Supplied passage ::
We see that most of the weight in long sequences is carried by sequences whose arithmetic average is close to p(1), and that deviations from this behavior are extremely rare in long sequences. But can we know more? Apart from the inequality (12), it is important to know how the expected sequences look like. Obviously, not all \(2^N\) sequences of length N have the same arithmetic mean. This leads to the concept of typicality and the associated concept of typical set.

2.2.1 The typical set

Let \(p(\theta _1,\theta _2, \ldots ,\theta _N)\) be the probability of observing the sequence \(\theta _1,\theta _2, \ldots ,\theta _N\) of i.i.d. random variables, then in the large N limit the following form of AEP holds

$$\begin{aligned} -\frac{1}{N}\log p(\theta _1,\theta _2, \ldots ,\theta _N)\ \rightarrow \ H(\theta ), \end{aligned}$$
(13)

where the convergence is in probability. This can be proved in various ways [6, 20]. For instance, if we employ the fact that \(\theta _k\)’s are i.i.d., we have

$$\begin{aligned} -\frac{1}{N}\log p(\theta _1,\theta _2, \ldots ,\theta _N) \ = \ -\frac{1}{N} \sum _{k=1}^N \log p(\theta _k),\nonumber \\ \end{aligned}$$
(14)

Written problem 1 ::
From the passage on typical sequences, copy out the part starting with "We see that" and going on through "of typical set.".
Written problem 2 ::
Answer these questions using the passage on typical sequences:
(a) In long sequences, most of the weight is carried by sequences whose arithmetic average is close to what?
(b) What kind of convergence does the passage give for the large N form of the AEP?
(c) Which fact about the θ_k's is used in the example proof?
Written problem 3 ::
Write what comes next in the passage on typical sequences and the typical set, picking up after its final line.

Data shown ::
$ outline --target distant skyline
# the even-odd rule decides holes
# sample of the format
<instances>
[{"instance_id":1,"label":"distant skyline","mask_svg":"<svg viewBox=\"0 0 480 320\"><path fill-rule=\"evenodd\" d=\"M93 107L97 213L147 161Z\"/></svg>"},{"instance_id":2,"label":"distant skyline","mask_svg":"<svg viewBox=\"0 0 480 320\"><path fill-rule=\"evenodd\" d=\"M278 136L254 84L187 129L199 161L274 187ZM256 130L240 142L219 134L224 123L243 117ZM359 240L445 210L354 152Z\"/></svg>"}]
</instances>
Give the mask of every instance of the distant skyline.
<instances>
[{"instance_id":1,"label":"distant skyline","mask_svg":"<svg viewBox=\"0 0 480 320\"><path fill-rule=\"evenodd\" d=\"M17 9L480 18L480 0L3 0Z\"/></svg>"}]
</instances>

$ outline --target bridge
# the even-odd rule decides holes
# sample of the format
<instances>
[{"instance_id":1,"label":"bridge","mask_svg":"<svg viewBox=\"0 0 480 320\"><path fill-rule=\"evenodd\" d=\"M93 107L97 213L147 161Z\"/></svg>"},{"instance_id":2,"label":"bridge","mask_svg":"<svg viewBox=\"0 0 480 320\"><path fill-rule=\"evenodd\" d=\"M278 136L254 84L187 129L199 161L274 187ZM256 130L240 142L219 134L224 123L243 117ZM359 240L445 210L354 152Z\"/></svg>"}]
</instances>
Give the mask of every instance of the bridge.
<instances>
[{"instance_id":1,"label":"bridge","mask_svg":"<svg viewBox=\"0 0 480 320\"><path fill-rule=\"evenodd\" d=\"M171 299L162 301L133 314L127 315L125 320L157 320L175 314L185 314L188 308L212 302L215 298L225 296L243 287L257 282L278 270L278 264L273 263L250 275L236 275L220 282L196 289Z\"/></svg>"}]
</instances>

Answer 1 ::
We see that most of the weight in long sequences is carried by sequences whose arithmetic average is close to p(1), and that deviations from this behavior are extremely rare in long sequences. But can we know more? Apart from the inequality (12), it is important to know how the expected sequences look like. Obviously, not all \(2^N\) sequences of length N have the same arithmetic mean. This leads to the concept of typicality and the associated concept of typical set.

Answer 2 ::
(a) p(1)
(b) Convergence in probability
(c) That they are i.i.d.

Answer 3 ::
and by Hoeffding’s inequality

$$\begin{aligned} & \mathbb {P}\left\{ \left( -\frac{1}{N}\sum _{k=1}^N\log p(\theta _k) + \langle \log p(\theta ) \rangle \right) \ge \delta \right\} \nonumber \\ & \quad =\ \mathbb {P}\left\{ \left( -\frac{1}{N}\sum _{k=1}^N\log p(\theta _k) - H(\theta ) \right) \ge \delta \right\} \nonumber \\ & \quad \le \ e^{-2\delta ^2N}. \end{aligned}$$
(15)

which directly implies (13). The aforementioned AEP has important consequences for the understanding of the state space structure. In fact, let \(A_\epsilon ^N\) be the set of sequences of length N, \(\sigma ^N_1, \ldots \sigma ^N_m,\ldots \) with a generic member \(\sigma ^N_{\mathrm g}\) satisfying

$$\begin{aligned} e^{-N[H(\theta ) +\epsilon ]} \ \le \ p(\sigma ^N_{\mathrm g}) \ \le \ e^{-N[H(\theta )-\epsilon ]}, \end{aligned}$$
(16)

(for \(\epsilon > 0\)). For reasons to be seen shortly, the set \(A_\epsilon ^N\) is known as a typical set. Equation (16) implies that

$$\begin{aligned} \left| -\frac{1}{N}\log p(\sigma ^N_{\mathrm g}) - H(\theta )\right| \ \le \ \epsilon , \end{aligned}$$
(17)

or in probability

$$\begin{aligned} & \mathbb {P}\left\{ \left| -\frac{1}{N}\log p(\theta _1,\theta _2, \ldots ,\theta _N) - H(\theta ) \right| < \epsilon \right\} \nonumber \\ & \quad =\mathbb {P}\left\{ \theta _1,\theta _2, \ldots ,\theta _N \in A_\epsilon ^N\right\} \ > \ 1 - 2e^{-2\epsilon ^2 N}. \nonumber \\ \end{aligned}$$
(18)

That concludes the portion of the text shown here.